Do this.
Quote every line of the entries below word for word, leaving out the pictures.
## start Data rows
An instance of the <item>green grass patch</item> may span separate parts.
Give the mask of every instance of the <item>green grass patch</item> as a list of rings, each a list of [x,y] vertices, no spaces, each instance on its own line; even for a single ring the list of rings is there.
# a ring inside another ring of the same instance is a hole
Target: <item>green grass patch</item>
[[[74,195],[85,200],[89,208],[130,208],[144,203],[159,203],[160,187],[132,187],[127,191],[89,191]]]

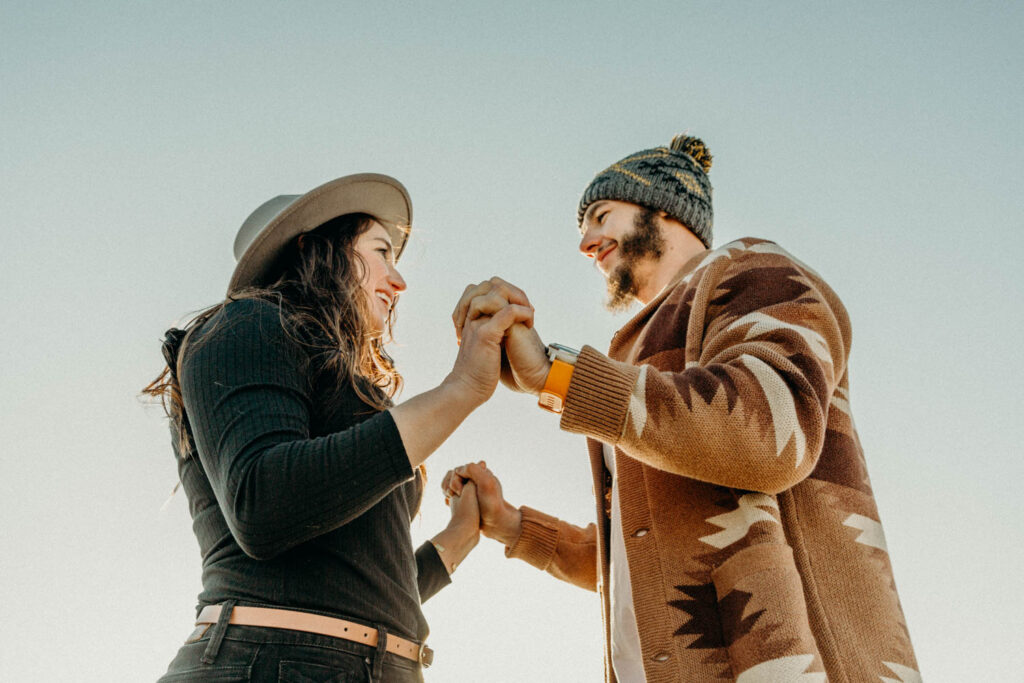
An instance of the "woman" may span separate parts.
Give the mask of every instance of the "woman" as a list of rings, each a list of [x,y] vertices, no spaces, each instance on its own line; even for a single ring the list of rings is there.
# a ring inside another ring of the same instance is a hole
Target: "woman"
## end Data rows
Response.
An instance of the <item>green grass patch</item> may span separate parts.
Give the mask of every instance of the <item>green grass patch</item> as a list of rings, each a list of [x,y] vertices, no spaces, each instance on its own line; even for a single ring the list of rings is there.
# a ring inside another ring of the same instance is a hole
Target: <item>green grass patch</item>
[[[74,195],[85,200],[89,208],[130,208],[144,203],[159,203],[160,187],[132,187],[127,191],[89,191]]]

An instance of the "woman" may span separate parts.
Give the mask of every instance of the "woman" as a list of rings, each a list of [x,y] vertices, no spaces, each instance on its own line; even for a single ring the list of rings is there.
# a ring inside another ring of the same instance is a hole
Target: "woman"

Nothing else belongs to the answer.